Extracted records
━━━━━━
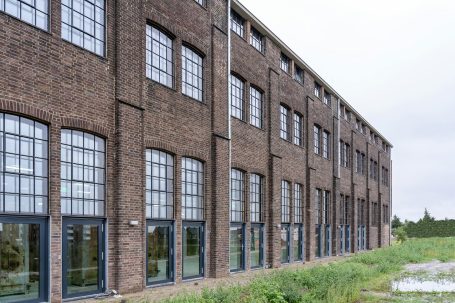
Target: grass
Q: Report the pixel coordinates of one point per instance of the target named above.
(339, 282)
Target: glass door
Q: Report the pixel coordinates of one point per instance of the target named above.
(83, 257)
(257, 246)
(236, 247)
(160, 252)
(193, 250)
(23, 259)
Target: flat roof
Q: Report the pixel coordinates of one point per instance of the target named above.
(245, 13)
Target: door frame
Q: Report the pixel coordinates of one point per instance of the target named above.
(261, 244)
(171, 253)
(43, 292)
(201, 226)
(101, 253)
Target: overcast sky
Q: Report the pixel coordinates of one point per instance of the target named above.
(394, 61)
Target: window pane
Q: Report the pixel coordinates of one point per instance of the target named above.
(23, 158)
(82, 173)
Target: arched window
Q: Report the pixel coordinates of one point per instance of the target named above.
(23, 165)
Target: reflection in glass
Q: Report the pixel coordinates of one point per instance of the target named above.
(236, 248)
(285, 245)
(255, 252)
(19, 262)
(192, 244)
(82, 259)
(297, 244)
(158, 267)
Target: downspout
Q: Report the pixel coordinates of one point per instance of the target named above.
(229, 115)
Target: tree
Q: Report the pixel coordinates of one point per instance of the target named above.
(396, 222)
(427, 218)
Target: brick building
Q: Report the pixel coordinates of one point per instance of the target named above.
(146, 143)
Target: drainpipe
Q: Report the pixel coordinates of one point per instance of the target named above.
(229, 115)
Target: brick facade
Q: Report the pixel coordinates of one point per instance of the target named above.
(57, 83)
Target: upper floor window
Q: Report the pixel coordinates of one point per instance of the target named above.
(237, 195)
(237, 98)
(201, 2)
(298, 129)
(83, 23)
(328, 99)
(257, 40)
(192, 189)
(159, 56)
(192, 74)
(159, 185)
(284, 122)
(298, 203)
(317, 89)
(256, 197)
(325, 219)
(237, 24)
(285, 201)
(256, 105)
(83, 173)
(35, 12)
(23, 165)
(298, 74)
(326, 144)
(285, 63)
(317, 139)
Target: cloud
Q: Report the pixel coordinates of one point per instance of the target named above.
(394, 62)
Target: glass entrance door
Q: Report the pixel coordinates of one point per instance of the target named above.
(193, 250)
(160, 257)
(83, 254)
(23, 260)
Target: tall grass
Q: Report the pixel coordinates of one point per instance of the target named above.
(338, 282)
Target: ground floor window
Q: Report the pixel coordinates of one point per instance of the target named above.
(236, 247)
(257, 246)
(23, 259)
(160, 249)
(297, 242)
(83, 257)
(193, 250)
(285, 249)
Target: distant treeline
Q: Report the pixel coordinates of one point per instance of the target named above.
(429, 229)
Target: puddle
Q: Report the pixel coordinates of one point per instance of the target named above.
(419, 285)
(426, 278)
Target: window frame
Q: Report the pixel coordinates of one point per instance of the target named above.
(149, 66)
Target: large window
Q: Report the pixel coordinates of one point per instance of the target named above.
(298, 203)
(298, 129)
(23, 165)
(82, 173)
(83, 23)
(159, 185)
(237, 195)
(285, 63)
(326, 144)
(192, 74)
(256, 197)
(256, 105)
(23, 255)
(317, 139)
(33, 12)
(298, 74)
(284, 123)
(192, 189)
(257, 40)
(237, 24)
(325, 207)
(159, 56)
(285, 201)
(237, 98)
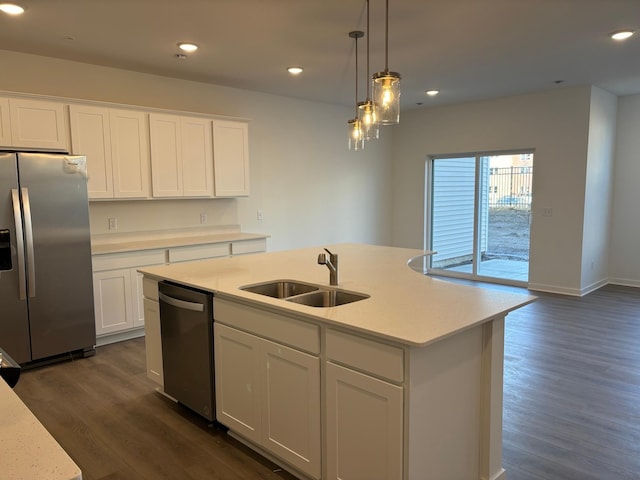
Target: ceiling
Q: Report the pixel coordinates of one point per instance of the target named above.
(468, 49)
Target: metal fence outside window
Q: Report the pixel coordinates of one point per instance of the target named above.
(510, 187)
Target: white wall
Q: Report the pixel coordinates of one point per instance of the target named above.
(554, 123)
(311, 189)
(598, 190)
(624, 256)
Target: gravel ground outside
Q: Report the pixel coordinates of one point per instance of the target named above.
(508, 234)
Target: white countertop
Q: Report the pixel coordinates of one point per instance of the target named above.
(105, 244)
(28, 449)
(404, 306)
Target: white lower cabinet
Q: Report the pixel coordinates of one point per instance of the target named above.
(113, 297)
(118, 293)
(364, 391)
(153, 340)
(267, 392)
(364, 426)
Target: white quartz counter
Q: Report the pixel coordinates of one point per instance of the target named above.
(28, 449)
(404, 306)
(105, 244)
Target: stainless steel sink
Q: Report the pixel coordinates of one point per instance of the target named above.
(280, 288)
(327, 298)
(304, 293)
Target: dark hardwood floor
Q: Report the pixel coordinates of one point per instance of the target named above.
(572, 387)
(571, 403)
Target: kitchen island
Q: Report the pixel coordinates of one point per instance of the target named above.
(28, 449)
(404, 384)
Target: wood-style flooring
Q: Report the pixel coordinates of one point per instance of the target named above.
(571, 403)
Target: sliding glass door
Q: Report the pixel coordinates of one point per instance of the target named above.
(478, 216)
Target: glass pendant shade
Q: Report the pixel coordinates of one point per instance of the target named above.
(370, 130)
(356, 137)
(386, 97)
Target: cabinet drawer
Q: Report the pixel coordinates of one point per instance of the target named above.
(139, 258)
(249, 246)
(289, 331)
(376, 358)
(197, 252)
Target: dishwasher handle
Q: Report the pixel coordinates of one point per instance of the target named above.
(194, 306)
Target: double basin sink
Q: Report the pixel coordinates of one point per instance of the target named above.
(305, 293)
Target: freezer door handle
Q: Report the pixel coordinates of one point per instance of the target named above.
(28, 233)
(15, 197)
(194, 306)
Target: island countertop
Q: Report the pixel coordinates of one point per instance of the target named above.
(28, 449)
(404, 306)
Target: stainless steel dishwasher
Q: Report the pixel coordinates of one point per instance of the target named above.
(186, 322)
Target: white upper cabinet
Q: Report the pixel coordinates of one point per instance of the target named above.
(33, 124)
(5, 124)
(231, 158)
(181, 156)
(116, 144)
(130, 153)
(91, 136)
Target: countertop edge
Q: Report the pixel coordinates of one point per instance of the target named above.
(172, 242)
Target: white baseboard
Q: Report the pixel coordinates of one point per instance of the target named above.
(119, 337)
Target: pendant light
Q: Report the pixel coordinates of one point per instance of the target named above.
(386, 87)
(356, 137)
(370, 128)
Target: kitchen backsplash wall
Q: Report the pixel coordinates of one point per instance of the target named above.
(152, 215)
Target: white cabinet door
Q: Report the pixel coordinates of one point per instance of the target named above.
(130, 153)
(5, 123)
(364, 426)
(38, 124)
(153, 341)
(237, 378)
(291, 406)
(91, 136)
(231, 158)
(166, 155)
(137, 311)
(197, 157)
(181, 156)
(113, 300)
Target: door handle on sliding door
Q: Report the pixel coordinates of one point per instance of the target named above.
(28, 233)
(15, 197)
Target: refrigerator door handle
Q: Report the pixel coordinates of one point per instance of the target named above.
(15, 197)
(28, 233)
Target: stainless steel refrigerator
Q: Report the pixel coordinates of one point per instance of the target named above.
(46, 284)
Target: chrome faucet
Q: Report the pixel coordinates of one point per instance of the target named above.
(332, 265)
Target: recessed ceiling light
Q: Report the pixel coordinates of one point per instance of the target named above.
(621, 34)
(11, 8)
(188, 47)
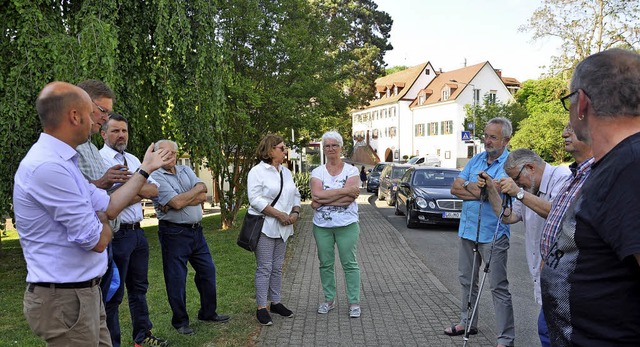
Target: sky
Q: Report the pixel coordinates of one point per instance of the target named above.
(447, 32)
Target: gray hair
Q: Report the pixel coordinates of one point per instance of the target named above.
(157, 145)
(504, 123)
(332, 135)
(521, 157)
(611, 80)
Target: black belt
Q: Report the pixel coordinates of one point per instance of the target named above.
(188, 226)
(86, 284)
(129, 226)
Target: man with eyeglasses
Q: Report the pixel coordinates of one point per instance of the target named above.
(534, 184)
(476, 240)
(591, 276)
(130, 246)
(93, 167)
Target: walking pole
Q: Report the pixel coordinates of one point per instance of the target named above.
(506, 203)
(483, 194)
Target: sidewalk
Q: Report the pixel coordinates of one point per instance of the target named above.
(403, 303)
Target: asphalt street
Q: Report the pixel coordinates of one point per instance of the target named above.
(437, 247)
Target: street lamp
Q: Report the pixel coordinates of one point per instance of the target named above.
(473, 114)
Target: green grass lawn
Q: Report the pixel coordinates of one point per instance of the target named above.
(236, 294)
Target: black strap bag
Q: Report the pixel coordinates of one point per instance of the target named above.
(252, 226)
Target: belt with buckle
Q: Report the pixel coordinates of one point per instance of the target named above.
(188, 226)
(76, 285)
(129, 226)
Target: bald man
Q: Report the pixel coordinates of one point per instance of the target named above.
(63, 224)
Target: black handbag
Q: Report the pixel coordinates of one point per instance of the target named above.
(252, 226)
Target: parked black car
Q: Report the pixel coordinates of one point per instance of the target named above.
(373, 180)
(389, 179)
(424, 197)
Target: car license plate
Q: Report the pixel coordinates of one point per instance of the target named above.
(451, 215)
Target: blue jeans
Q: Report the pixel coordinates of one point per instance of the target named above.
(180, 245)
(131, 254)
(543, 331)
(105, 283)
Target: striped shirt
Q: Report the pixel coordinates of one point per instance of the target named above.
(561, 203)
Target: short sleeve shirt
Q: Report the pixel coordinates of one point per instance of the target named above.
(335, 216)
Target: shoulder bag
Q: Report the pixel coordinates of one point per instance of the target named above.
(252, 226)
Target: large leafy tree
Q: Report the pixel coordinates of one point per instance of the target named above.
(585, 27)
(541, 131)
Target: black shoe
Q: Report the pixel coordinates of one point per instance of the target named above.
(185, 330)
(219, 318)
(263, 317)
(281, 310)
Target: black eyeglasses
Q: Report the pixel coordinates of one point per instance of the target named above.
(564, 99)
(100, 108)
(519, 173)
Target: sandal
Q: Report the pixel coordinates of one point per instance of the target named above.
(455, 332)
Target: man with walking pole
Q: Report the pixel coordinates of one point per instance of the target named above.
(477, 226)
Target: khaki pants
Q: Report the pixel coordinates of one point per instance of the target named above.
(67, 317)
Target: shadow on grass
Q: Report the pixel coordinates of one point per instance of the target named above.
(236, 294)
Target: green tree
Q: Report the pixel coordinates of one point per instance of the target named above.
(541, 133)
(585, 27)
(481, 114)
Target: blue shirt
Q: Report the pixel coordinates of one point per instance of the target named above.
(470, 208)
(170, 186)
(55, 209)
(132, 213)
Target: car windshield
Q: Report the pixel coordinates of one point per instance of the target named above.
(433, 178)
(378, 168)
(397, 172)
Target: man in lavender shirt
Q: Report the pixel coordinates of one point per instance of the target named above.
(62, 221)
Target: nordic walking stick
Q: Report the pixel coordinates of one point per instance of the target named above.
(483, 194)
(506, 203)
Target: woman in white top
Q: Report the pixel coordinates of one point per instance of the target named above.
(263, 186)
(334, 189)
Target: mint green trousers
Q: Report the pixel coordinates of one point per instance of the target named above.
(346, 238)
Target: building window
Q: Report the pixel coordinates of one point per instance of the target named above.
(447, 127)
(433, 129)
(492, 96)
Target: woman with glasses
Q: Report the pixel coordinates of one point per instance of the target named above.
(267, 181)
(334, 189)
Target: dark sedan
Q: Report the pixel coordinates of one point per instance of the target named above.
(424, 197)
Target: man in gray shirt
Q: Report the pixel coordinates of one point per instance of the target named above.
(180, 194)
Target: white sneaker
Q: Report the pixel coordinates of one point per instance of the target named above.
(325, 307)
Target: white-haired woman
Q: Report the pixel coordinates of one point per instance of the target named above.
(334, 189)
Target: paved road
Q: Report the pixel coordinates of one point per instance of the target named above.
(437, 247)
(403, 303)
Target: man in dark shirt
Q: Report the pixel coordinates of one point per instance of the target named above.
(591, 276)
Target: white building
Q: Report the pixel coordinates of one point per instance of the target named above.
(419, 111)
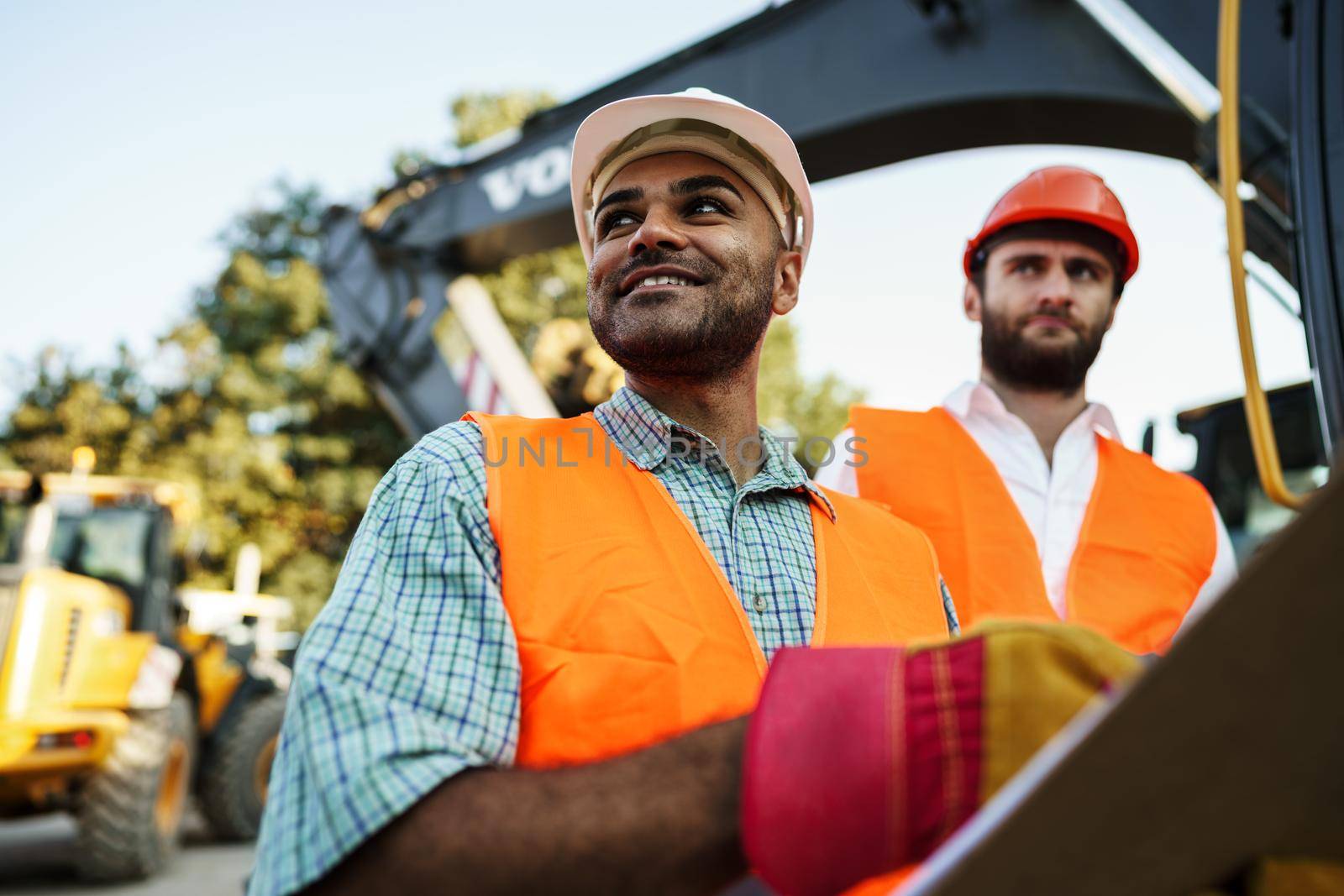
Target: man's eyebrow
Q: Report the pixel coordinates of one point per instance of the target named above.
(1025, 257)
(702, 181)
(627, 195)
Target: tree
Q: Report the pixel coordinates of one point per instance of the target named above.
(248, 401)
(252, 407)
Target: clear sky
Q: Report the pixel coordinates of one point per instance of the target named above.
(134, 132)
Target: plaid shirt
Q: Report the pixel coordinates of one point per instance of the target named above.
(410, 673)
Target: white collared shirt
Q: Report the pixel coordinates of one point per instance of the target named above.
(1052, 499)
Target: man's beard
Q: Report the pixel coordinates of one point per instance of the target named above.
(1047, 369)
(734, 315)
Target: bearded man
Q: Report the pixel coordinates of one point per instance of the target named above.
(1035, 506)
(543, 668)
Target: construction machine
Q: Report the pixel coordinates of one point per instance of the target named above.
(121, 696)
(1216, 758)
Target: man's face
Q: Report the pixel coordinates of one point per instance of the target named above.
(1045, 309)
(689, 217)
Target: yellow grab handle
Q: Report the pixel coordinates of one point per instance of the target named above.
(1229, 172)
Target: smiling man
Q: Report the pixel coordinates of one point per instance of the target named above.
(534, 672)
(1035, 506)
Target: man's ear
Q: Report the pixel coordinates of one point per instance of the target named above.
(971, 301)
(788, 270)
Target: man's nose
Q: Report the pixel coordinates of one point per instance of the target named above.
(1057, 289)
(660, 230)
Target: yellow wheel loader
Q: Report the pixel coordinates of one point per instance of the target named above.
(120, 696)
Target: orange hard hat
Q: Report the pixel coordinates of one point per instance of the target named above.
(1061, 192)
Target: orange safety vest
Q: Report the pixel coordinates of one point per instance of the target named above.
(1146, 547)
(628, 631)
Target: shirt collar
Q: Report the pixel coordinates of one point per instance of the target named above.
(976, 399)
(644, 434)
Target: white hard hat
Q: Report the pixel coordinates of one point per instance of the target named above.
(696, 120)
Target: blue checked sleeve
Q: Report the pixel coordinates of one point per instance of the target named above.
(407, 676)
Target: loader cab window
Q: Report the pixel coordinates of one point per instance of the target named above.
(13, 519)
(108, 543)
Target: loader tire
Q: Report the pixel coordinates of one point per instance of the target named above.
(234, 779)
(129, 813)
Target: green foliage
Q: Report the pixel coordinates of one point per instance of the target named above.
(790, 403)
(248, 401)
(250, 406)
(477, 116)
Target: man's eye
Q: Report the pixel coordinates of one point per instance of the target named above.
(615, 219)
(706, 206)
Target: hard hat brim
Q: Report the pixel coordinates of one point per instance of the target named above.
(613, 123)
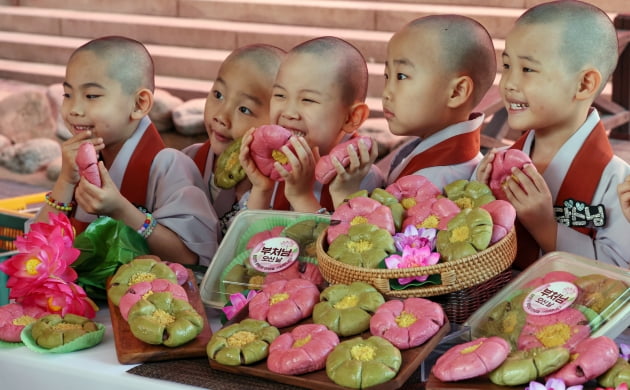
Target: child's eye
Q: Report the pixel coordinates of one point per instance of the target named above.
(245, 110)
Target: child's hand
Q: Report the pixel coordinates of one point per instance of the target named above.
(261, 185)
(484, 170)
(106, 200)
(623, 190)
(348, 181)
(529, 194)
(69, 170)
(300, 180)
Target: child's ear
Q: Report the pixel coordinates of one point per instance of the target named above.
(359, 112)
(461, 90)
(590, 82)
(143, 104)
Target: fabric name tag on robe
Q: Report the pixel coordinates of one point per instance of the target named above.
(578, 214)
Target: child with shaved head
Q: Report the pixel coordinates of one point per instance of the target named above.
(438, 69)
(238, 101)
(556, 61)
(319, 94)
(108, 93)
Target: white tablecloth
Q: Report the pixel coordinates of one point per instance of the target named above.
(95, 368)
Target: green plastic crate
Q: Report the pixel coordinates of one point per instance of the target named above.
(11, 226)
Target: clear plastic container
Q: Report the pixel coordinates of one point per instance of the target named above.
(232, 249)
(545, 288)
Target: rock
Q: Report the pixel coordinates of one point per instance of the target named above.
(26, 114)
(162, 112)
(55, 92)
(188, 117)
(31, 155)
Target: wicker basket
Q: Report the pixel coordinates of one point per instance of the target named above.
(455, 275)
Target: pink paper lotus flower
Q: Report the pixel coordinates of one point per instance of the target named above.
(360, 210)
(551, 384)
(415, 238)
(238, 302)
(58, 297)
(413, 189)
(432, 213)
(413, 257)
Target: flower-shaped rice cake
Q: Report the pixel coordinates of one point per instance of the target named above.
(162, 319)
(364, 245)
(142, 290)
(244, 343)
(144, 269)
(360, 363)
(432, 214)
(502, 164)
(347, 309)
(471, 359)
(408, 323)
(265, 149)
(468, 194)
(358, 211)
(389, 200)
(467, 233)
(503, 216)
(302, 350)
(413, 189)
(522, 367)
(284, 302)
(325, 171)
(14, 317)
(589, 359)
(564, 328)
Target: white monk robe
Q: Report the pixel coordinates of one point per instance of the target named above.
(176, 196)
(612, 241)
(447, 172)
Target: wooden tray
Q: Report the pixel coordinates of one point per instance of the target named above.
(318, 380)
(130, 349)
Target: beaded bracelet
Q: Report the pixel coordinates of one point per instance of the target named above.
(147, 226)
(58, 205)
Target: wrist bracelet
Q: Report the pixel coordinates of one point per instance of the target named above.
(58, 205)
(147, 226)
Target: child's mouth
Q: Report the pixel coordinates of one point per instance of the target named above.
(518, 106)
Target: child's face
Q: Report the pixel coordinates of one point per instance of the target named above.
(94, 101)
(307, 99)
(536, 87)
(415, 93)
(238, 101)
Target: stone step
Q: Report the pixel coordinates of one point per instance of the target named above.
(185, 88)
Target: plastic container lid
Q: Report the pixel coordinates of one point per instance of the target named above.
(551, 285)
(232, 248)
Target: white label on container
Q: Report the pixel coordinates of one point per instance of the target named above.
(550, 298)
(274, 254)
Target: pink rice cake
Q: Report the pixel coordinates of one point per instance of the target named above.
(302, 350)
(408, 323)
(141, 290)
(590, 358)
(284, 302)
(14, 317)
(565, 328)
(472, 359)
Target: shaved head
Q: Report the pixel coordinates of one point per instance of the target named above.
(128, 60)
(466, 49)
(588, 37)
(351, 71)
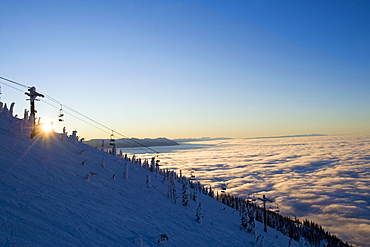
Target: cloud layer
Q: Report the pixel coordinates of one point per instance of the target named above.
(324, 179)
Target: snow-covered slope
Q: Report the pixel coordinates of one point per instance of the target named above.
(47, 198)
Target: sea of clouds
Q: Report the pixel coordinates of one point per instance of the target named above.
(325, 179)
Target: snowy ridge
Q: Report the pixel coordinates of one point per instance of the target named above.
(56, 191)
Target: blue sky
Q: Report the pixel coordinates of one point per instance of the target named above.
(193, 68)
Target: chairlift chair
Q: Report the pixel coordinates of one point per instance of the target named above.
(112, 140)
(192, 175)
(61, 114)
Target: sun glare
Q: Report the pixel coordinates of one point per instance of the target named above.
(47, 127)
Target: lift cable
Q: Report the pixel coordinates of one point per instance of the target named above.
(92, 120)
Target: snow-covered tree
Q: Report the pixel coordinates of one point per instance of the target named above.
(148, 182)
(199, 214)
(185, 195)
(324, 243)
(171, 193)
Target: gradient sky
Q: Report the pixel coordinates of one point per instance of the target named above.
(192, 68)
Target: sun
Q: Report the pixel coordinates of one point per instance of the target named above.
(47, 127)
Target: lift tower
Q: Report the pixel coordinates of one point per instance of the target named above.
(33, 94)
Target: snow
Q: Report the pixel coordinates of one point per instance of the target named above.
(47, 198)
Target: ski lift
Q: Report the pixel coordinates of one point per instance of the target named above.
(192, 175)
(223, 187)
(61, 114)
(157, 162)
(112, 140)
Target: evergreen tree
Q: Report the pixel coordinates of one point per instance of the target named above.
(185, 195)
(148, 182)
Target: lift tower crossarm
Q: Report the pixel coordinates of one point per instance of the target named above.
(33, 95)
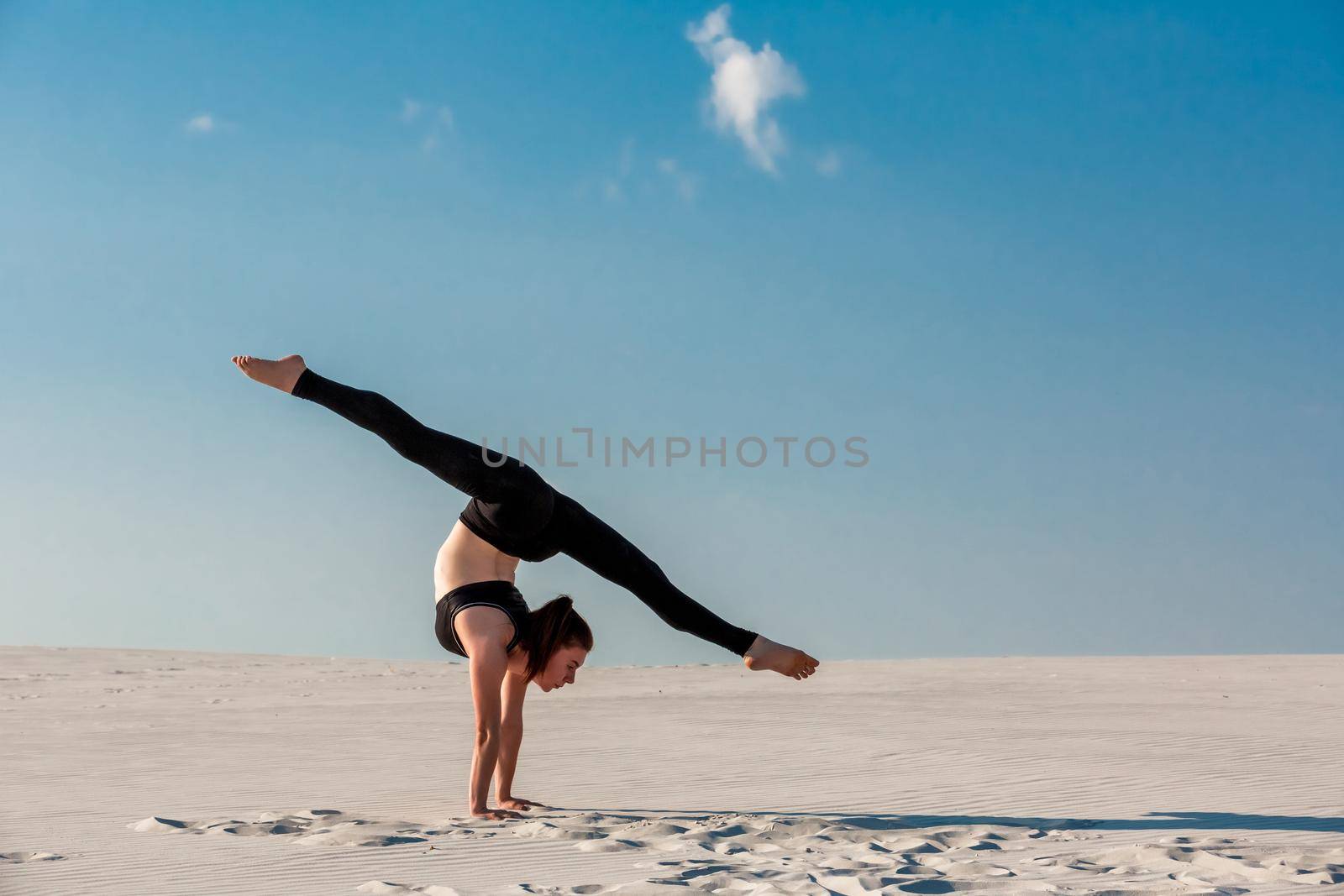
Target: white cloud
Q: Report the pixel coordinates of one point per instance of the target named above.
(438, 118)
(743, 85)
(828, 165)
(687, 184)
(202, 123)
━━━━━━
» HOW TO COMPLETE THIS TASK: Repeat exactly the lines from the first line of the records above through the line containing "Target: glass door", both included. Leave out the pictures.

» TASK RESULT:
Target: grass
Q: Report the pixel coordinates of one point per instance of the target named above.
(339, 282)
Target: glass door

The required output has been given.